■ Extrait du document ■
▬▬▬

Un Joseph tout neuf, réparé suite à un accident. Buck, le chien perdu, sorte de chien errant hybride portant une niche sur son dos. Des robots déshumanisés, une cigale électrique en plein bug. Des silhouettes déformées par la proximité de la centrale nucléaire… c’est tout un microcosme qui s’émancipe sur la face cachée du grand monde.
Au premier abord, tout n’y est qu’absurdité et décadence. Mais si on regarde de plus près, c’est un agrégat d’histoires qui, par nostalgie ou par besoin de combler le vide, forment une vie aussi fascinante que fantastique : déroutante le jour, horrifiante la nuit…

UUUURULULULUUUU !!!

Feu de paille

Feu de paille – Adrien Demont © 6 pieds sous terre 2015

Feu de paille c’est l’histoire de Joseph qui revient en famille dans sa campagne natale. C’est aussi celle de son fils Pierre, reproduisant sans le savoir le même parcours que son paternel. Et puis rien ne serait aussi parfait sans Hugo, indéfectible essence des lieux, enivrant la nuit de son empreinte omniprésente.
Qui est-il vraiment ? Qu’est-il devenu ? Les souvenirs sont tellement forts et les liens pesants qu’ils s’imprègnent même dans un cœur de métal.

« Dites-leur que je ne suis plus là et qu’ils ne me retrouveront jamais. »

Et cette horrible bête qui hurle à la mort dès lors que l’obscurité tombe ?
Fillette dont le cœur aurait été transpercé par un piquet et qui erre pour se venger pour les uns, fantôme d’un rempailleur de chaises venant emporter les morts pour d’autres, ou encore enfant passé sous le rouleau d’une moissonneuse, l’épouvantail hurleur sévit dans la région et pousse chaque nuit son terrible cri.

À la croisée des chemins entre Candyman et Au-delà du réel, les histoires que les enfants du village se racontaient minots pour se faire peur ont semble-t-il débordé dans la réalité, dépassant la fiction.

▬▬▬

■ Données enregistrées ■

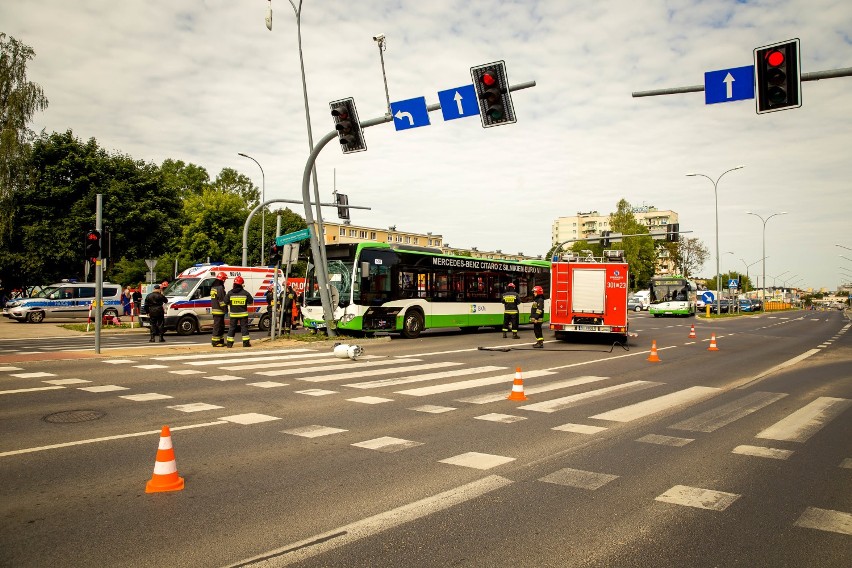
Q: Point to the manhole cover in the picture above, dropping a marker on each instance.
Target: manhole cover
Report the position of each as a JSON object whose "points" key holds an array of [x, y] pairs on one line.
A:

▬▬▬

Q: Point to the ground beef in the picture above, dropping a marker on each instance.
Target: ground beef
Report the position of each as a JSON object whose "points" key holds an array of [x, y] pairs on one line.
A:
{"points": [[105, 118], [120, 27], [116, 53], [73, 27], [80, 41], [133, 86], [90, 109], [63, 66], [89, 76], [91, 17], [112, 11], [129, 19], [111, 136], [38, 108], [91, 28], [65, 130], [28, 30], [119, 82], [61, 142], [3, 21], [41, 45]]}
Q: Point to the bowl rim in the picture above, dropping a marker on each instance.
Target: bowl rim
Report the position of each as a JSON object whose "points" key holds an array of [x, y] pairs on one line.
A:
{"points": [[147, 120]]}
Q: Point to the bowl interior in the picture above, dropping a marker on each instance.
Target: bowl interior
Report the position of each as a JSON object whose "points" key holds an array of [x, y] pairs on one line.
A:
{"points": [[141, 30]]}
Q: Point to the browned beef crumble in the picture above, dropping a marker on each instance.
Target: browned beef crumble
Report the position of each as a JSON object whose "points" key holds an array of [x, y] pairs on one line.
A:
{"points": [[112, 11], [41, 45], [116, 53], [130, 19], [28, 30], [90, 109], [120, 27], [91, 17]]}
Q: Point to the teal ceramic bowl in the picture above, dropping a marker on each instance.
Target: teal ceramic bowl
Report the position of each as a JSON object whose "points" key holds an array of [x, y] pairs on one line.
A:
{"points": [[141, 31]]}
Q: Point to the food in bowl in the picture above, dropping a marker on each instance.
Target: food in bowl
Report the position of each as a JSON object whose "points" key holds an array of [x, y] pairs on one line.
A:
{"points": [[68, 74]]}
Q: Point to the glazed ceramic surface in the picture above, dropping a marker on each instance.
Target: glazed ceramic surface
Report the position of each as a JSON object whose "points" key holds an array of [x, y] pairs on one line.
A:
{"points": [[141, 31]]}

▬▬▬

■ Tâches ■
1. Citez mot pour mot le passage de l'extrait sur Feu de paille qui va de « Un Joseph tout » jusqu'à « du grand monde. ».
2. Rédigez la suite de l'extrait sur Feu de paille, à partir de sa dernière phrase.

■ Résultats finaux ■
1.
Un Joseph tout neuf, réparé suite à un accident. Buck, le chien perdu, sorte de chien errant hybride portant une niche sur son dos. Des robots déshumanisés, une cigale électrique en plein bug. Des silhouettes déformées par la proximité de la centrale nucléaire… c’est tout un microcosme qui s’émancipe sur la face cachée du grand monde.

2.
« Sur cette planète, les expériences extraordinaires arrivent plus souvent qu’on le croit.
Il est possible de faire exploser les coordonnées mentales d’un individu, ce pouvoir est immense. »

Adrien Demont, l’enfant terrible des éditions de la Cerise (avec qui il collabore sur Clafoutis), révélé par Scutella éditions (Tournesols, Ballades), porte sûrement en lui un petit quelque chose d’Hugo. Ses précédents albums témoignaient déjà d’un imaginaire débordant, qui n’attendait qu’une étincelle pour être exploité à pleine mesure.
Avec Feu de paille, on ressent cette fibre pour le bizarre et les nombreuses influences qui ont construit son œuvre.

Le plaisir est grand de suivre l’aventure, d’être saisi par ce petit frisson de l’inconnu, bien qu’il soit forcément moins palpable sur du papier qu’à l’écran.
Les courbes de ses traits se déforment pour laisser plus de place au vagabondage de l’esprit. Adrien Demont parvient à nous capturer de bout en bout, non pas à nous glacer le sang mais il nous guide avec lui dans cette cabane au milieu de la forêt où nous sommes prêts à tout entendre, ambiance garantie.

Feu de paille pourrait nous plonger peu à peu dans la folie, c’est surtout un retour en enfance, dans cette ancienne vie où les gosses se réunissaient pour tester leur peur, pour passer le temps. Les vieux démons ressurgissent alors et livrent leurs secrets.
Un bon moment à passer !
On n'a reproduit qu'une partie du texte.